§ **Données fournies**
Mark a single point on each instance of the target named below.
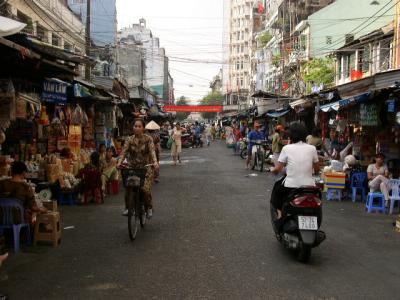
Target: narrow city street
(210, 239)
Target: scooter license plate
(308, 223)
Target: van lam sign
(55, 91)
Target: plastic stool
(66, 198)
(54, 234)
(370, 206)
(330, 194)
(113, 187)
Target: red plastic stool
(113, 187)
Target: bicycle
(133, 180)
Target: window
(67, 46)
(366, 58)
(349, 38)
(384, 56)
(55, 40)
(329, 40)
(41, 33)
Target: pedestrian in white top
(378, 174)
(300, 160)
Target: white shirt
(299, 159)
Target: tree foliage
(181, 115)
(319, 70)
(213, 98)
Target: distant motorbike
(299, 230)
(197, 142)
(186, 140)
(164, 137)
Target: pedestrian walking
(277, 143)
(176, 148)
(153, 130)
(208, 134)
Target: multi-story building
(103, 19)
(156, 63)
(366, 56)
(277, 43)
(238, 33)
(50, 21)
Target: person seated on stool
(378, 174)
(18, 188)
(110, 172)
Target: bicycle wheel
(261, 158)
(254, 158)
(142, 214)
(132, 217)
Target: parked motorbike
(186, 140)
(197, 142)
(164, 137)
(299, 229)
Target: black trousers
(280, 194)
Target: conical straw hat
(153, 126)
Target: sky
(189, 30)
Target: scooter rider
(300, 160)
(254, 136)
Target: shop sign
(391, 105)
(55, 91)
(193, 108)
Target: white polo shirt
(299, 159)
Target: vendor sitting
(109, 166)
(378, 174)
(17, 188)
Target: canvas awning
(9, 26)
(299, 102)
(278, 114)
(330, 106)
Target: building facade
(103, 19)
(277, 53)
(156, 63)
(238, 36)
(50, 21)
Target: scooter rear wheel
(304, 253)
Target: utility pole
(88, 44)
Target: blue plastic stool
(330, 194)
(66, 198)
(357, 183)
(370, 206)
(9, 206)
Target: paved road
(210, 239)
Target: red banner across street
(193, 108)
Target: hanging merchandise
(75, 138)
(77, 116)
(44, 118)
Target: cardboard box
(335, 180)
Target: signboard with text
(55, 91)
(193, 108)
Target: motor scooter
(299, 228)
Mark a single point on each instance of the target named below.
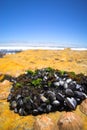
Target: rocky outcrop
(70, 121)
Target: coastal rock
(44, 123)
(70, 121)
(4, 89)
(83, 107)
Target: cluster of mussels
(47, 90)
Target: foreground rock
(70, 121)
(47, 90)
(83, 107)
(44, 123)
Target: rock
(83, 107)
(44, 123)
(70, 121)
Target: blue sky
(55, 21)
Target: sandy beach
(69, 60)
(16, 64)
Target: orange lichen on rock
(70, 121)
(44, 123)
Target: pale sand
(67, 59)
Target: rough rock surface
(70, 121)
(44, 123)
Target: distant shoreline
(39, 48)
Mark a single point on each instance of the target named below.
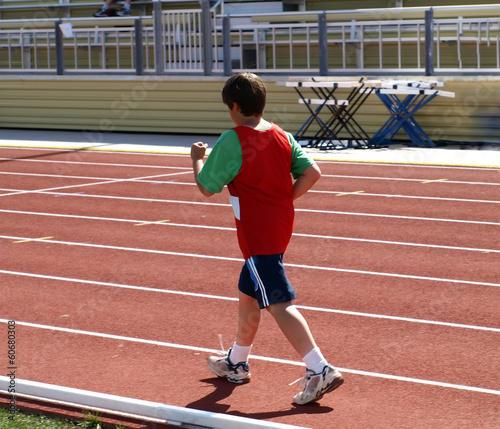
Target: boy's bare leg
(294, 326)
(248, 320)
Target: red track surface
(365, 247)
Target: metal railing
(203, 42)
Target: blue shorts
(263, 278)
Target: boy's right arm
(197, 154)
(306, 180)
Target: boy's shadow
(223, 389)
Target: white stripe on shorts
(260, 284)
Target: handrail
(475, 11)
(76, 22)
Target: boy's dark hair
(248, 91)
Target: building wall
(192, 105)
---
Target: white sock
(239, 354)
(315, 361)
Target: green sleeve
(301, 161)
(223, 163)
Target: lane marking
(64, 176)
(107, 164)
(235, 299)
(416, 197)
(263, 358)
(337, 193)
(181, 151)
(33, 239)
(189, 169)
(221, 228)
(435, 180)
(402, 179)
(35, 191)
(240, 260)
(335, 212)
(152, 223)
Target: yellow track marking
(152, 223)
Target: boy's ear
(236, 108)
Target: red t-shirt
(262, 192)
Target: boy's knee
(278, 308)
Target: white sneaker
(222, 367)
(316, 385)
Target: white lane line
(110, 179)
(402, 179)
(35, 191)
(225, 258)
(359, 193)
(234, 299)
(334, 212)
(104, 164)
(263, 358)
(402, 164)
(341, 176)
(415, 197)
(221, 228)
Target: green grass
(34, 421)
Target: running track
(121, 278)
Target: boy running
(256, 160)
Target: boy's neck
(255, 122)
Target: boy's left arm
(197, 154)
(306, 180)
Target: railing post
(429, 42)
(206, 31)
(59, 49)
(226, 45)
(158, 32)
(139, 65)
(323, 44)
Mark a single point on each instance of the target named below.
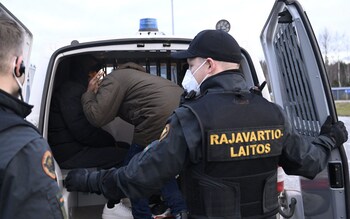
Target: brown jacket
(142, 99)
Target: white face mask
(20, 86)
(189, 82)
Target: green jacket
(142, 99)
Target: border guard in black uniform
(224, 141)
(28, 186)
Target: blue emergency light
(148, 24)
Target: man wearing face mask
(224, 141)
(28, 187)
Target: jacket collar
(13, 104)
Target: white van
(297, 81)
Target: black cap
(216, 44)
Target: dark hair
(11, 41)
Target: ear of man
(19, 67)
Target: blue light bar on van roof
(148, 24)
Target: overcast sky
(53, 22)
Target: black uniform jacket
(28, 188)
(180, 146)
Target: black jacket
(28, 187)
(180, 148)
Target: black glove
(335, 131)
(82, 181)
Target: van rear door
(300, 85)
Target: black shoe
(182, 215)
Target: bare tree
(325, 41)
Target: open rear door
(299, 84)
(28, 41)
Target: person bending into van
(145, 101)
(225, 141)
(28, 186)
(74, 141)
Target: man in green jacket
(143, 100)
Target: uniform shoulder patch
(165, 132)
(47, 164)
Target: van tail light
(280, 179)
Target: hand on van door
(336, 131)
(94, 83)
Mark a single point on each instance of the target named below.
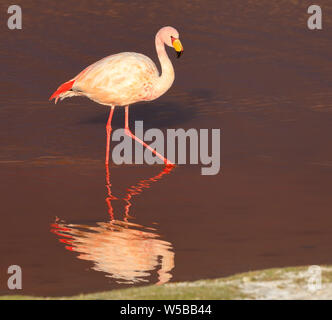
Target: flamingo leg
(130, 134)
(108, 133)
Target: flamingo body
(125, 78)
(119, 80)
==
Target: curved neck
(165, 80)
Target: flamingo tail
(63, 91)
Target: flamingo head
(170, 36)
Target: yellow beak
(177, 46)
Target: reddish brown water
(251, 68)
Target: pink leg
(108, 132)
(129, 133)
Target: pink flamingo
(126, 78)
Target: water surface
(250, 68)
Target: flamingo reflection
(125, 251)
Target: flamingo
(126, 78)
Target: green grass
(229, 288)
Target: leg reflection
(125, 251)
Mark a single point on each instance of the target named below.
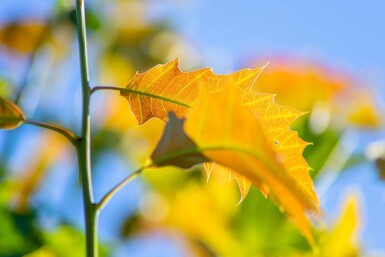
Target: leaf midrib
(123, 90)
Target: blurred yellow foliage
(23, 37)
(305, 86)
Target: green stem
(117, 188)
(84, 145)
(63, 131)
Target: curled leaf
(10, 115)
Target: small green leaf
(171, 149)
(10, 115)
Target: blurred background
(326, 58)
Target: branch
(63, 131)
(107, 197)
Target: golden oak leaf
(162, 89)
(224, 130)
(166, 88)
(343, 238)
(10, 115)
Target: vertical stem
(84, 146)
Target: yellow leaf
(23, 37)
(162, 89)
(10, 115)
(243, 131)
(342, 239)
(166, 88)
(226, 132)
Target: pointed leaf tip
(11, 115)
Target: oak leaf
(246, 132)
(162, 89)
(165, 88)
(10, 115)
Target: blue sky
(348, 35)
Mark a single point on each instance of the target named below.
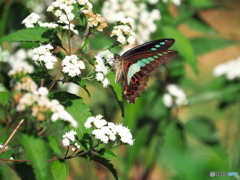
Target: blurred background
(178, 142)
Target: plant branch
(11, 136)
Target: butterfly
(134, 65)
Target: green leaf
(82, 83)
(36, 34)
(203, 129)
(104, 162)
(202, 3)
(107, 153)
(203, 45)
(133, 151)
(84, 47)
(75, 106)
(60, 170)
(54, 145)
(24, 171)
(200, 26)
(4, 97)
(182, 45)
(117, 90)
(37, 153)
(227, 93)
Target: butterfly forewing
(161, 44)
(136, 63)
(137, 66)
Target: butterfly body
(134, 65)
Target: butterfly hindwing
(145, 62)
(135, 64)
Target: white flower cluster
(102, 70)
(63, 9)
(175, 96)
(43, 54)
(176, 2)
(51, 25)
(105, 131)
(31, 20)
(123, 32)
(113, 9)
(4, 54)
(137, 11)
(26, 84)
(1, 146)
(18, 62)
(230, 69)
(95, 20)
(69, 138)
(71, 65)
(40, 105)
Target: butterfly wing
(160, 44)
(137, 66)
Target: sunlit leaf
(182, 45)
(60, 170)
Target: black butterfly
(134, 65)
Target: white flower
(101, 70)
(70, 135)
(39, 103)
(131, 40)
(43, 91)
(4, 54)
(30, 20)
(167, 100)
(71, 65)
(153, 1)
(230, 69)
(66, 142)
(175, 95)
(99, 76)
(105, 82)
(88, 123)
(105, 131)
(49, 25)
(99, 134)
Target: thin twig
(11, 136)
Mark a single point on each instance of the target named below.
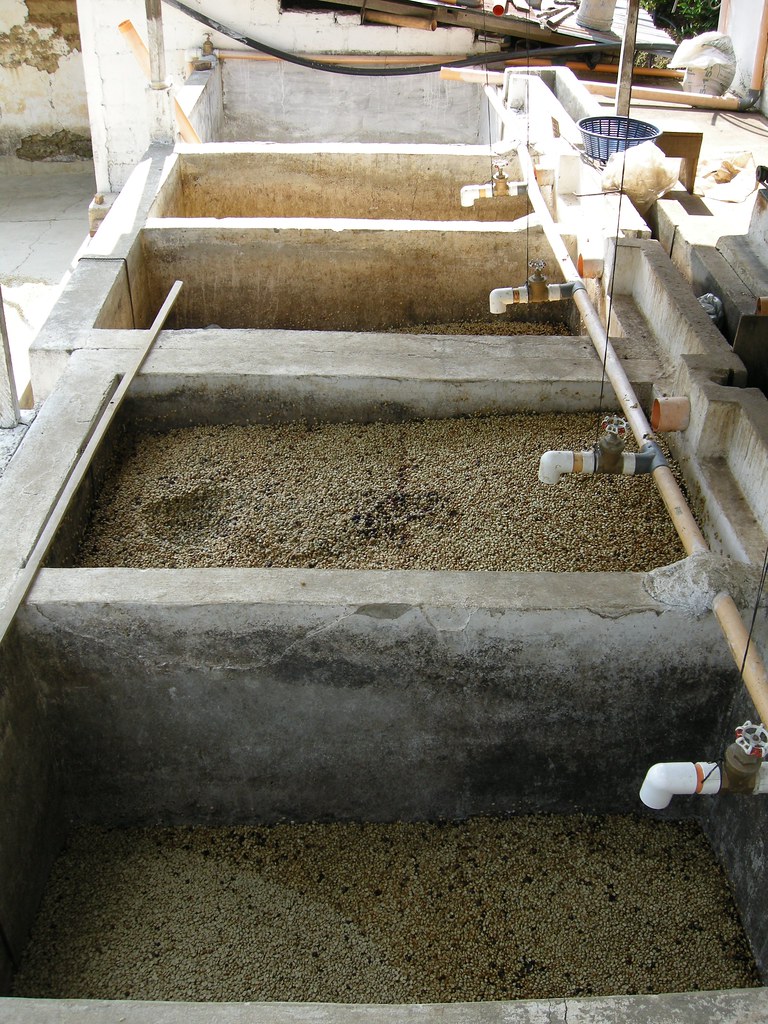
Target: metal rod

§ **Consigne**
Recopiez à l'identique les lignes de la liste, en partant de celle qui contient « Target: white flower cluster » et en terminant par celle qui contient « Target: metal rod », ces deux lignes comprises. N'incluez pas les images dans votre réponse.

§ **Réponse**
Target: white flower cluster
(102, 70)
(63, 9)
(175, 96)
(43, 54)
(176, 2)
(51, 25)
(105, 131)
(31, 20)
(123, 32)
(113, 9)
(4, 54)
(137, 11)
(26, 84)
(1, 146)
(18, 62)
(230, 69)
(95, 20)
(69, 138)
(71, 65)
(40, 105)
Target: butterfly wing
(160, 44)
(137, 66)
Target: sunlit leaf
(182, 45)
(60, 170)
Target: black butterfly
(134, 65)
Target: white flower
(101, 70)
(70, 135)
(39, 103)
(131, 40)
(43, 91)
(4, 54)
(30, 20)
(167, 100)
(71, 65)
(153, 1)
(230, 69)
(66, 142)
(175, 95)
(99, 76)
(105, 82)
(88, 123)
(105, 131)
(49, 25)
(99, 134)
Target: thin twig
(11, 136)
Mark a single point on each instance of the target named below.
Target: metal rod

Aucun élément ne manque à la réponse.